■ Aufgabenstellung A ■
Tragen Sie die Datensätze zwischen der Zeile mit „Annotation guideline — the target class is man in black“ und der Zeile mit „276;372;344;469“, beide einschließlich, in eine zweispaltige CSV-Tabelle mit den Spalten „Eingabe“ und „Ausgabe“ ein. Jede Zeile soll einen Text und die zugehörige Antwort enthalten, jeweils in einem Feld in Anführungszeichen und mit Leerzeichen statt Zeilenumbrüchen.

Mit künstlicher Intelligenz zum Smart-City-Quartier

von Paul Dittrich

Die Energiewirtschaft steht vor einer weitreichenden Veränderung: In Zukunft wird es nicht mehr nur das eine Stadtwerk geben, welches eine Region mit Strom versorgt, sondern zahlreiche, dezentrale Energieerzeuger. Photovoltaikanlagen, Blockheizkraftwerke und Geothermie werden für die Strom- und Wärmeversorgung aufkommen, wobei schon heute teilweise mehr Energie produziert wird, als ein Stadtquartier für seine Wohn- und Gewerbeflächen benötigt.

Die Energieerzeugung selbst ist allerdings nur eine Seite der Medaille, denn auch der Energieverbrauch verändert sich zunehmend. Einer der zukünftig größten Energieverbraucher ist bereits heute auf den Straßen zu sehen: das Elektroauto. Die Anzahl der Neuzulassungen für Elektroautos soll bis 2030 bereits auf über 30 Prozent steigen, wodurch im gleichen Zuge immer mehr Ladesäulen und Akkus von Elektroautos als Stromlieferant respektive -speicher dienen.

Die Verteilnetze sind auf diese komplexe Neuordnung der Energiewelt nicht ausgelegt. Insbesondere zu Spitzenzeiten, beispielsweise wenn viele Berufstätige abends von der Arbeit nach Hause kommen und ihr Elektroauto laden, kann es zu folgenschweren Netzüberlastungen kommen. Bereits heute können neue Ladesäulen oftmals nicht installiert werden, da die Netzanschlussleistung vor Ort unzureichend ist. Die ökologische, politische und technologische Lage in Deutschland, Europa und der Welt erfordert heute mehr als jemals zuvor pragmatische Lösungsansätze, um die Energie- und Mobilitätswende in Deutschland erfolgreich zu vollführen.

■ Aufgabenstellung B ■
Ersetzen Sie im Textauszug über das Smart-City-Quartier „Medaille“ durch „Münze“, und geben Sie den Abschnitt von „Die Energieerzeugung selbst“ bis „respektive -speicher dienen.“, beide einschließlich, mit dieser Änderung wieder.

■ Datenteil ■
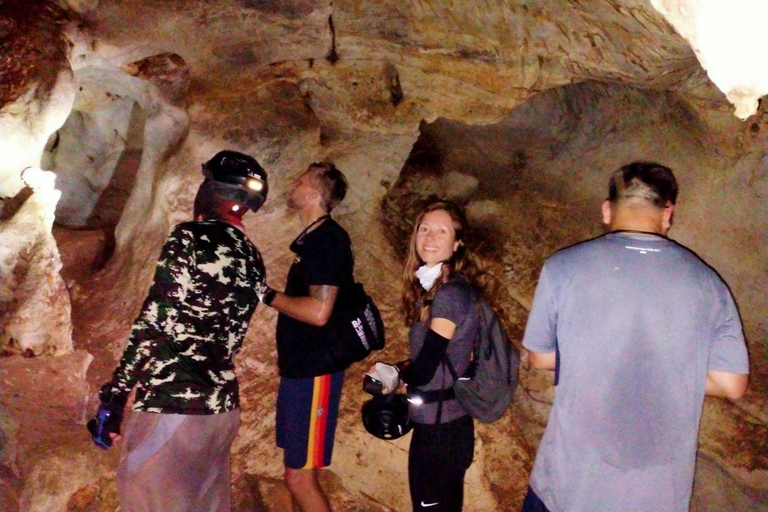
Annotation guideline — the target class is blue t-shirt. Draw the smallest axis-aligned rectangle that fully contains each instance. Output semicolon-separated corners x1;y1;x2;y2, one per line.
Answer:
523;233;749;512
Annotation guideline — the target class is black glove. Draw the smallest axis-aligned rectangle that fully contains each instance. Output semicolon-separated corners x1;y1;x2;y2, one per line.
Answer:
87;386;125;450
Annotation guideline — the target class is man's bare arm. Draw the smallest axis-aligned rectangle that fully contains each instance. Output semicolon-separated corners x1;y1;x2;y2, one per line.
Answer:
270;285;339;327
704;370;749;400
528;350;556;370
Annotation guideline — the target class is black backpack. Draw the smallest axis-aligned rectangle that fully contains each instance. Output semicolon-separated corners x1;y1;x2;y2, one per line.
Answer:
325;283;384;369
440;301;520;423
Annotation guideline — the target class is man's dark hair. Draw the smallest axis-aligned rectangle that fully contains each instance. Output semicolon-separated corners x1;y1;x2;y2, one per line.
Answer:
608;162;677;208
309;162;347;213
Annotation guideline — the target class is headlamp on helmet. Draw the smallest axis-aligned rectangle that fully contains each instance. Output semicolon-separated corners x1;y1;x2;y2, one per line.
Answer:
362;393;413;439
203;150;269;212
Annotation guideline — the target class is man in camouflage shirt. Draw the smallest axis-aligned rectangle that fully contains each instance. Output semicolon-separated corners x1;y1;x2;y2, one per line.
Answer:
89;151;267;512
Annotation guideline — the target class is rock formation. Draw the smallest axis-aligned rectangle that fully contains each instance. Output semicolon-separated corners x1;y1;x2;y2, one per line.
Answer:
0;0;768;511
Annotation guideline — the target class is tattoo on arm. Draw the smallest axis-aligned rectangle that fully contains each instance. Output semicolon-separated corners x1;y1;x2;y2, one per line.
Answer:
309;284;339;305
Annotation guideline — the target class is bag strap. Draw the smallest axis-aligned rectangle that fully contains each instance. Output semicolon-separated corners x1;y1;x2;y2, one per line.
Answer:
432;297;482;425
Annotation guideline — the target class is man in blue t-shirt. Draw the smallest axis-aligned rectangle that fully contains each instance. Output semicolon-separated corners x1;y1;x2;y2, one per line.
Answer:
260;162;354;512
523;162;749;512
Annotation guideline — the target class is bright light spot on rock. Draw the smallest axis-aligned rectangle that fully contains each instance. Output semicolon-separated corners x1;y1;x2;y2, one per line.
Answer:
652;0;768;120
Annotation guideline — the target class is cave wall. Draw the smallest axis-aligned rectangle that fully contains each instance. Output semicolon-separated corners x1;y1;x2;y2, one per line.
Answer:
0;0;768;511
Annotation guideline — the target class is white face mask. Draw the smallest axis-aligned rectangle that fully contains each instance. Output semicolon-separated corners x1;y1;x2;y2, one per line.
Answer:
416;262;443;291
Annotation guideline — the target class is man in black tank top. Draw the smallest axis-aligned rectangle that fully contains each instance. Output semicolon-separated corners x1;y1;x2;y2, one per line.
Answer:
261;163;354;512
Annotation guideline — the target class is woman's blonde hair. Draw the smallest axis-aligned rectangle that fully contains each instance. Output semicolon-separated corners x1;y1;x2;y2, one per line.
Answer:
400;201;496;325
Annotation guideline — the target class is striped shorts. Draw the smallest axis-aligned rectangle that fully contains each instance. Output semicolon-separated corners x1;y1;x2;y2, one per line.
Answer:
276;372;344;469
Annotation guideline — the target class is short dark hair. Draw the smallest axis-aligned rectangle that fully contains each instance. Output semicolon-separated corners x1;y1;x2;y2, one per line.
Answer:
608;162;677;208
307;162;347;213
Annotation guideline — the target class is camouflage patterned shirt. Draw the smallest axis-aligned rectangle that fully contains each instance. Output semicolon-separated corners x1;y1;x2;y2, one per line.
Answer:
102;221;265;414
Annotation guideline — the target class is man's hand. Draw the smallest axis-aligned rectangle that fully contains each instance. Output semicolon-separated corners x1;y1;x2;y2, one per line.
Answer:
528;350;557;370
265;284;339;327
256;281;276;306
704;370;749;400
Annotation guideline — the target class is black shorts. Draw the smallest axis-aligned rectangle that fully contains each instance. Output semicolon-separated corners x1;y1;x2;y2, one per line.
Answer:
408;415;475;512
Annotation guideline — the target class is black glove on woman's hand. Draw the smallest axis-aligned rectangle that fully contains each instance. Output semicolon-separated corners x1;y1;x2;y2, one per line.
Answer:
87;386;125;450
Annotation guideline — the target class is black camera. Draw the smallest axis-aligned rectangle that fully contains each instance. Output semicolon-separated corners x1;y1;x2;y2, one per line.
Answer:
363;375;384;396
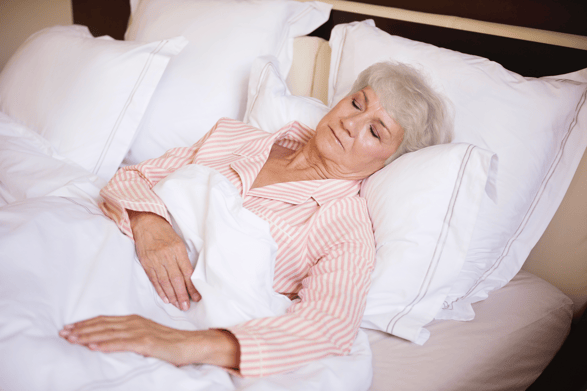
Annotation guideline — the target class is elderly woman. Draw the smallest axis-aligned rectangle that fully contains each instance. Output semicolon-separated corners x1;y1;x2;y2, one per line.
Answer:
60;63;451;376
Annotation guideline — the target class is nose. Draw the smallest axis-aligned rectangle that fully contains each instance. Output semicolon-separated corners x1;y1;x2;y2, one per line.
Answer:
340;115;362;138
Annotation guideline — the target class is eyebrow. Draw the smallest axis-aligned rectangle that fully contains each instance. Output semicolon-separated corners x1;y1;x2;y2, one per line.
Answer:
361;90;391;135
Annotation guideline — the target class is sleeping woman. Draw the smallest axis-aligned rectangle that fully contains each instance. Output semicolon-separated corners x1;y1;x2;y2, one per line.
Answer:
60;63;452;376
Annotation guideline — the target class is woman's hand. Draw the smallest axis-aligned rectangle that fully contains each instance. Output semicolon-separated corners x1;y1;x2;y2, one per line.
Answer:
59;315;240;368
128;210;201;311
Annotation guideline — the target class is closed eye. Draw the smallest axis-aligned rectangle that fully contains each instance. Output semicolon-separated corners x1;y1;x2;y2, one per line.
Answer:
369;125;381;140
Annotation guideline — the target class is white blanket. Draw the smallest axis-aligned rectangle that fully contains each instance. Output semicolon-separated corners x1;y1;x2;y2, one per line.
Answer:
0;121;372;391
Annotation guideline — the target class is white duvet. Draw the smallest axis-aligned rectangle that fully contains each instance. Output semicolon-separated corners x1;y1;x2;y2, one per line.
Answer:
0;116;372;391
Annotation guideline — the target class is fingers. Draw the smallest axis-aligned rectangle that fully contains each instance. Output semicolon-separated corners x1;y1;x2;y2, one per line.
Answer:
59;315;146;354
143;267;169;304
159;264;190;311
177;253;202;301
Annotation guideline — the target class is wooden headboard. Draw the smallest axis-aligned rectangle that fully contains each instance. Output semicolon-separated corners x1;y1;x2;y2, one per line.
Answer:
72;0;587;77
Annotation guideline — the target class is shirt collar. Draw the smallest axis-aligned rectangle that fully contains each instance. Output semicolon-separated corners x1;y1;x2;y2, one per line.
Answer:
234;121;361;205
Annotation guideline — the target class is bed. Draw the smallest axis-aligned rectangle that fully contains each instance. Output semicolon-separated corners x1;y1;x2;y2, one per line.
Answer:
0;0;587;390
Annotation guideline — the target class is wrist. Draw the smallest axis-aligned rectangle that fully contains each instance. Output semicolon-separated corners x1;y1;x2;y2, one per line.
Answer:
189;329;240;370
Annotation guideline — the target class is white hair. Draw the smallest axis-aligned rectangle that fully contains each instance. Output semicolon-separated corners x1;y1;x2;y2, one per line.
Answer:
349;62;453;165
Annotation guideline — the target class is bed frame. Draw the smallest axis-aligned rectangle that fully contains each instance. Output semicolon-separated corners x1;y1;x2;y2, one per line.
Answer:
72;0;587;391
72;0;587;77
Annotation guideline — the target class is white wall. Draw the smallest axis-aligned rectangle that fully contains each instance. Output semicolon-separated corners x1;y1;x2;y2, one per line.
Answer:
0;0;73;69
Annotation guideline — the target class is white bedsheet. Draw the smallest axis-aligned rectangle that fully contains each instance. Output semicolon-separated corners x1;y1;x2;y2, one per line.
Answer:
0;125;372;391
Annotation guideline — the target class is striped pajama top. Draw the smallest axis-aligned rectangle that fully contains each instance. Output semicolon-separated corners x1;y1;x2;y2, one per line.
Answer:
101;119;375;376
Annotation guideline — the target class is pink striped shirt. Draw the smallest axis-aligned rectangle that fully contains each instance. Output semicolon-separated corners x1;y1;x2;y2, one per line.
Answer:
101;119;375;376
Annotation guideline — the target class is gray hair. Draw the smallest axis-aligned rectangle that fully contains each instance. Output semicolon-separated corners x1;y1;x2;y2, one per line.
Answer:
349;62;453;165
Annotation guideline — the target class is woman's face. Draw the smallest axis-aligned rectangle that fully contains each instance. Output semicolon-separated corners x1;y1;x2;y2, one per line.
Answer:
314;87;404;179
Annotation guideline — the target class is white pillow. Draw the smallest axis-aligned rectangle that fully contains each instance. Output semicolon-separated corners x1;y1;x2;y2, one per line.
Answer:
0;25;187;179
246;57;496;344
243;56;329;133
329;20;587;320
0;112;106;203
125;0;332;163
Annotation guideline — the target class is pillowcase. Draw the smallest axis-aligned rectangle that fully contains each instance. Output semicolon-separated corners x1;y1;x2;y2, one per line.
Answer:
243;56;329;133
0;112;106;204
125;0;332;164
0;25;187;179
246;57;496;344
329;20;587;320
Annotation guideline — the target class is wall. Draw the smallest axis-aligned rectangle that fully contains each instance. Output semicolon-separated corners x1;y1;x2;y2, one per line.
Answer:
0;0;73;69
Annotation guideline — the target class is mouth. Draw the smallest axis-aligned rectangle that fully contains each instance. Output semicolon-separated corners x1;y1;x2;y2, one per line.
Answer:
328;126;344;150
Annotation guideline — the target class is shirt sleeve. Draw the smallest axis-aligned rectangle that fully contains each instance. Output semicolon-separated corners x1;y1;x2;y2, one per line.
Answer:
100;123;218;238
228;197;375;377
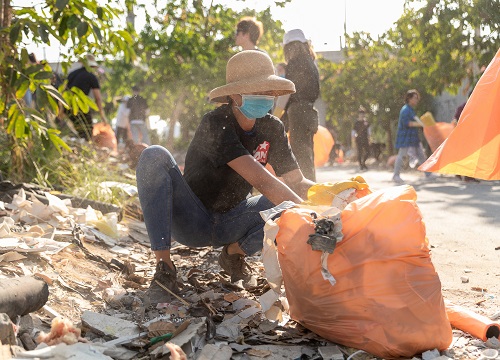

■ Vollständige Antwort A ■
Eingabe,Ausgabe
"Annotation guideline — the target class is man in black tank top. Draw the smallest axis-aligned rectangle that fully contains each instance. Output semicolon-separated corners x1;y1;x2;y2, one per line. Answer:","261;163;354;512"
"Annotation guideline — the target class is woman's blonde hair. Draw the smallest axis-aligned rectangle that fully contains each instance. Output semicolon-separated corners x1;y1;x2;y2, one per line. Answer:","400;201;496;325"
"Annotation guideline — the target class is striped shorts. Draw the smallest axis-aligned rectangle that fully contains each instance. Output semicolon-separated corners x1;y1;x2;y2, one per line. Answer:","276;372;344;469"

■ Vollständige Antwort B ■
Die Energieerzeugung selbst ist allerdings nur eine Seite der Münze, denn auch der Energieverbrauch verändert sich zunehmend. Einer der zukünftig größten Energieverbraucher ist bereits heute auf den Straßen zu sehen: das Elektroauto. Die Anzahl der Neuzulassungen für Elektroautos soll bis 2030 bereits auf über 30 Prozent steigen, wodurch im gleichen Zuge immer mehr Ladesäulen und Akkus von Elektroautos als Stromlieferant respektive -speicher dienen.